**WHAT TO PRODUCE**. Copy out the lines from the items below verbatim, starting at the line that contains "Output the pixel-accurate" and stopping after the line that contains "351L337 378L351 381L364".

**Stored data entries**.
◇ ◇ ◇

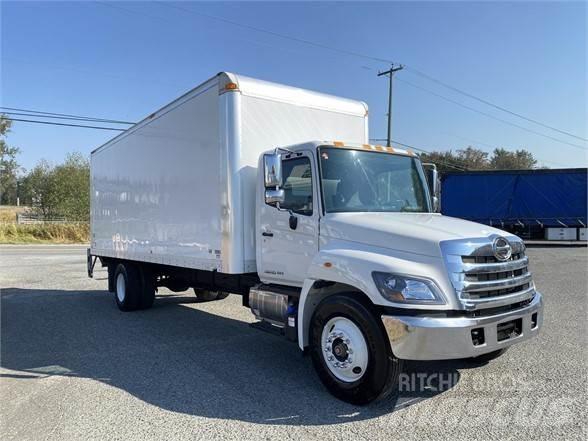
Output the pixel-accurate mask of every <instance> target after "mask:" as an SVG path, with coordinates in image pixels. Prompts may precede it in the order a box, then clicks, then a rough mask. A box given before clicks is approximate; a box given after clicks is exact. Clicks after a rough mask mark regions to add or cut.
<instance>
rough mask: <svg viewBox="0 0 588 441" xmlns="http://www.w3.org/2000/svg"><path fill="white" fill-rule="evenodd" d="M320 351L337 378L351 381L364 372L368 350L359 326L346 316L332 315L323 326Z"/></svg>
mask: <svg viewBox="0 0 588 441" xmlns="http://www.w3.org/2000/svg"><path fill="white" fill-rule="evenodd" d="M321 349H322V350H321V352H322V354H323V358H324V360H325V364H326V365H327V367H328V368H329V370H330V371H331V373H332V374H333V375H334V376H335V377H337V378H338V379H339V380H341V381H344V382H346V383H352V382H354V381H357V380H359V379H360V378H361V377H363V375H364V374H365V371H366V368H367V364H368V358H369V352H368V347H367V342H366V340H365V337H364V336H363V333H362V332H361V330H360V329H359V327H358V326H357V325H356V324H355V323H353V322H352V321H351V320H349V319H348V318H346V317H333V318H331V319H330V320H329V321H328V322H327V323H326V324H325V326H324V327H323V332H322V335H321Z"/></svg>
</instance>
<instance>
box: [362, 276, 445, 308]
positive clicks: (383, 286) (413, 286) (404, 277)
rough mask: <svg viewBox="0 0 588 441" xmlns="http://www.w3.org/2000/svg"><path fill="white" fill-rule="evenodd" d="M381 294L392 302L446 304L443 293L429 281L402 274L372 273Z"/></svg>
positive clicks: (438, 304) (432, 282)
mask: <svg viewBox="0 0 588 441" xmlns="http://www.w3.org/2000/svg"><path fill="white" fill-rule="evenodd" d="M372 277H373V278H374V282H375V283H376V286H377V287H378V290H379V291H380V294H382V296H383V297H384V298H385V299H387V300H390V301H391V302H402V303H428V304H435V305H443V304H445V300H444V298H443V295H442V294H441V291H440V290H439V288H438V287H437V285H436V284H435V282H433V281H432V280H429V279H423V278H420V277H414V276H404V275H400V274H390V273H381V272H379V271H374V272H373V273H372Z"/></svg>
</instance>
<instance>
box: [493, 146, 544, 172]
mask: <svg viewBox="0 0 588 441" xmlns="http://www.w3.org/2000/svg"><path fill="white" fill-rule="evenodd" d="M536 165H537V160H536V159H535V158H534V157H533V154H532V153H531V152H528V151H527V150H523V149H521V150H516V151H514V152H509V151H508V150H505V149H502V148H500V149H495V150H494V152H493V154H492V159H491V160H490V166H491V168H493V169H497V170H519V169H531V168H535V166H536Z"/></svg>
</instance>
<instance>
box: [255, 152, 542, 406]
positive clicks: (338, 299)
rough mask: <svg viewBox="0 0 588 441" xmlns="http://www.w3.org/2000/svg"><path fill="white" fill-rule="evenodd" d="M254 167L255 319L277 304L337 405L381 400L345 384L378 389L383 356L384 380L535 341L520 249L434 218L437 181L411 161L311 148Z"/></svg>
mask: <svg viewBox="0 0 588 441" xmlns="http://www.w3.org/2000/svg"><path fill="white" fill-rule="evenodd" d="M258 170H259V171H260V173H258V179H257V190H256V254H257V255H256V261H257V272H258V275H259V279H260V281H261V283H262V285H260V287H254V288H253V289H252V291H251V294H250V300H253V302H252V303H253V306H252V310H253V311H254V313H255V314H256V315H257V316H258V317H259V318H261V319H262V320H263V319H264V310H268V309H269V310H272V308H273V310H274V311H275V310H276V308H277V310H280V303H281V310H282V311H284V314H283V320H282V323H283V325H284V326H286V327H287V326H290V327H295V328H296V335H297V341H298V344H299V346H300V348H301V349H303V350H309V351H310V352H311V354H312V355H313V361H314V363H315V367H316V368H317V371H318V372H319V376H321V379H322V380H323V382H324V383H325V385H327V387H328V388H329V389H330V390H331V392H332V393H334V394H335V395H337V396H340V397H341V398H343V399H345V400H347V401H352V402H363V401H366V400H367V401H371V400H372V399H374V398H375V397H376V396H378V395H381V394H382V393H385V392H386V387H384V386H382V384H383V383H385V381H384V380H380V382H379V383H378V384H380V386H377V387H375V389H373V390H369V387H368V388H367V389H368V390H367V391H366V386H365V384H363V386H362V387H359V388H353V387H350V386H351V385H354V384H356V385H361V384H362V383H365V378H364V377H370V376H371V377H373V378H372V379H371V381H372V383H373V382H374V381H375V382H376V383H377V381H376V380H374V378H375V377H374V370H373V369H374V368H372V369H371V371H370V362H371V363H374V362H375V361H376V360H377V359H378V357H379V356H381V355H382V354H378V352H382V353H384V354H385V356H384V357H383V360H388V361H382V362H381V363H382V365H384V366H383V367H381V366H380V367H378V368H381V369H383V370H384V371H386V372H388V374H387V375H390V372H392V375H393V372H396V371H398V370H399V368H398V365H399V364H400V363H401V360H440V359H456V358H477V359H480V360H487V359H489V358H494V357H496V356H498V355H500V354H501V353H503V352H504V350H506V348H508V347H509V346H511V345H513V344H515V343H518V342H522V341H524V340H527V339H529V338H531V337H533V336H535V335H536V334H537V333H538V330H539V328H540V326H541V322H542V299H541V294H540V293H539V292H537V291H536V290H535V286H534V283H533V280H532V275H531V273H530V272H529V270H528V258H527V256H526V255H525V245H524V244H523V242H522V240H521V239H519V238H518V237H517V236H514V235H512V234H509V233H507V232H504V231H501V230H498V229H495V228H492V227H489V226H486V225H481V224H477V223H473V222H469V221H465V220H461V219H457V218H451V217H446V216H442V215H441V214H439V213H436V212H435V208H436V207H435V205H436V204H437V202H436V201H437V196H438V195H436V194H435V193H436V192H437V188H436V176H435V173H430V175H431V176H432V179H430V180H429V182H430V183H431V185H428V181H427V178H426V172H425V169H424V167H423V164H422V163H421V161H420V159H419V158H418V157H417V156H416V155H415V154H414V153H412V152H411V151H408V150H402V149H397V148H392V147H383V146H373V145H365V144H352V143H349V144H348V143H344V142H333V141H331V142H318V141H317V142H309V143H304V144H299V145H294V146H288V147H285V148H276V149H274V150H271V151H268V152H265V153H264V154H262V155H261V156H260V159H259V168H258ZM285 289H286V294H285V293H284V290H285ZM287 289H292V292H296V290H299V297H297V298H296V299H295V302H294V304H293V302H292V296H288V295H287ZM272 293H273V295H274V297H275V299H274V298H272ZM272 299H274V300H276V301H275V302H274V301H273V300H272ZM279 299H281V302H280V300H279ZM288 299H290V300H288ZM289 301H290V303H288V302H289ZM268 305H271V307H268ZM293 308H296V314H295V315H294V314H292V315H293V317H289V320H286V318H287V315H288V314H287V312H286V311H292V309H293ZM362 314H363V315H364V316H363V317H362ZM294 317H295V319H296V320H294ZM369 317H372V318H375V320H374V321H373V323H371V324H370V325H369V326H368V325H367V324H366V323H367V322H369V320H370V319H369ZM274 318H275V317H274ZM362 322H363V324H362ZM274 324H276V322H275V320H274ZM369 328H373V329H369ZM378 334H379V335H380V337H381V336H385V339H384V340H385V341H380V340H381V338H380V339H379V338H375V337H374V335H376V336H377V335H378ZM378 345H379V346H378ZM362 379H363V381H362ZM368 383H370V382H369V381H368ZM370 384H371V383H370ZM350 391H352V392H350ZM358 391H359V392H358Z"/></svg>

◇ ◇ ◇

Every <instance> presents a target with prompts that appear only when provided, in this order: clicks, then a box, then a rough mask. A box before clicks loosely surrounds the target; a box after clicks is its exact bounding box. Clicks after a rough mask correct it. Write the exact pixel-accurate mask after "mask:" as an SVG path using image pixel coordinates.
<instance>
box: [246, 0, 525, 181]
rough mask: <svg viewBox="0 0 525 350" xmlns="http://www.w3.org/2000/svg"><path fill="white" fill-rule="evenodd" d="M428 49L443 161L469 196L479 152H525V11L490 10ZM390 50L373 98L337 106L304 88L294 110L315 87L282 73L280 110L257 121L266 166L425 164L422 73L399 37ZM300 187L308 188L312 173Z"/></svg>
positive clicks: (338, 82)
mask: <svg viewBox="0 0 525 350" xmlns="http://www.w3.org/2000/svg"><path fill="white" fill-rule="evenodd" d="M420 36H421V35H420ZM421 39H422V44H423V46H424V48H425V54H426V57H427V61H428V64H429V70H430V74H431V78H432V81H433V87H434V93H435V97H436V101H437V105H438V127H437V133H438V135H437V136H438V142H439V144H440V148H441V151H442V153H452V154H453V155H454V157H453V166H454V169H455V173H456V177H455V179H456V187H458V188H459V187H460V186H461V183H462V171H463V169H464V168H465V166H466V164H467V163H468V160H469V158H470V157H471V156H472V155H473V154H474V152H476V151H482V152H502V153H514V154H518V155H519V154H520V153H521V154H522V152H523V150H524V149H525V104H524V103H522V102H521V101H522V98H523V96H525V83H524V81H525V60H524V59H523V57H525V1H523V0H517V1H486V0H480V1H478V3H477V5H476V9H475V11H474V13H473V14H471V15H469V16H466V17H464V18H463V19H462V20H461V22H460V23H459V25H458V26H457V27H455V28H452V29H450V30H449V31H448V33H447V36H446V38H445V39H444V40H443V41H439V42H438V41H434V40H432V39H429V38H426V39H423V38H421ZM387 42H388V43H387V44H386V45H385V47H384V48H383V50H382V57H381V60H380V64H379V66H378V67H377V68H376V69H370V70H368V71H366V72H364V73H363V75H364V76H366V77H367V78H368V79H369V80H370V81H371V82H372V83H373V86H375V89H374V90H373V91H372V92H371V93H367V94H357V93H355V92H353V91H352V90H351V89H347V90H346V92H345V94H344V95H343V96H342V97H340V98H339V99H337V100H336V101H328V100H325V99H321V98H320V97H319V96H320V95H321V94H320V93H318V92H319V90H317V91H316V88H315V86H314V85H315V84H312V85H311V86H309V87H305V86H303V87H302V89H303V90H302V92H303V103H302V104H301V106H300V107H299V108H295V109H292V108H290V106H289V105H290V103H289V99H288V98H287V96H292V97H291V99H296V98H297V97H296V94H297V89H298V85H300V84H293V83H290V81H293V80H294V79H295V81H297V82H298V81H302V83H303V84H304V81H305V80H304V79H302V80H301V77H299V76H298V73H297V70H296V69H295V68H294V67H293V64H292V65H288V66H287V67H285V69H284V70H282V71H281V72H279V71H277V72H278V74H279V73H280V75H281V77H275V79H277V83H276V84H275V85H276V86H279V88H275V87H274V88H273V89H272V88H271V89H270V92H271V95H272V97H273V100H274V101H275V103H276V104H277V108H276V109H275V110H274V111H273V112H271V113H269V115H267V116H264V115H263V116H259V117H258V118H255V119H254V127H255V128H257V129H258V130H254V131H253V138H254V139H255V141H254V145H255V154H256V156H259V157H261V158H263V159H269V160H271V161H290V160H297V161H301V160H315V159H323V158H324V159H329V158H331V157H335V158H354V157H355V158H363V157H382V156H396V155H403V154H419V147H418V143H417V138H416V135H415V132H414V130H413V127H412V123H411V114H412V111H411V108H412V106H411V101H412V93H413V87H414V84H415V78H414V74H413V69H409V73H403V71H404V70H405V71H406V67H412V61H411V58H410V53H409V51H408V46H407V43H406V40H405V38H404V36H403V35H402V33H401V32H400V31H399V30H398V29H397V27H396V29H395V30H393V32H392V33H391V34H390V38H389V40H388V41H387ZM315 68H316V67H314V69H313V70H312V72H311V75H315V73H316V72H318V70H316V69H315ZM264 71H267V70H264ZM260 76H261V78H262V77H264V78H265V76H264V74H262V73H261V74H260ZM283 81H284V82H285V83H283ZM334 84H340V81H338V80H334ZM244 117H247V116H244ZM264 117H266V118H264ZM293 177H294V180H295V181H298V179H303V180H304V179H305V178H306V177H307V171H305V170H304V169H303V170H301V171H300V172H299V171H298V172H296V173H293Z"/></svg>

◇ ◇ ◇

**SOLUTION TO THIS TASK**.
Output the pixel-accurate mask of every <instance> target after "mask:" as an SVG path, with coordinates in image pixels. Prompts may precede it in the order a box, then clicks, then a rough mask. A box given before clicks is approximate; a box given after clicks is exact. Clicks after a rough mask mark regions to add or cut.
<instance>
rough mask: <svg viewBox="0 0 588 441" xmlns="http://www.w3.org/2000/svg"><path fill="white" fill-rule="evenodd" d="M320 351L337 378L351 381L364 372L368 350L359 326L346 316L332 315L323 326Z"/></svg>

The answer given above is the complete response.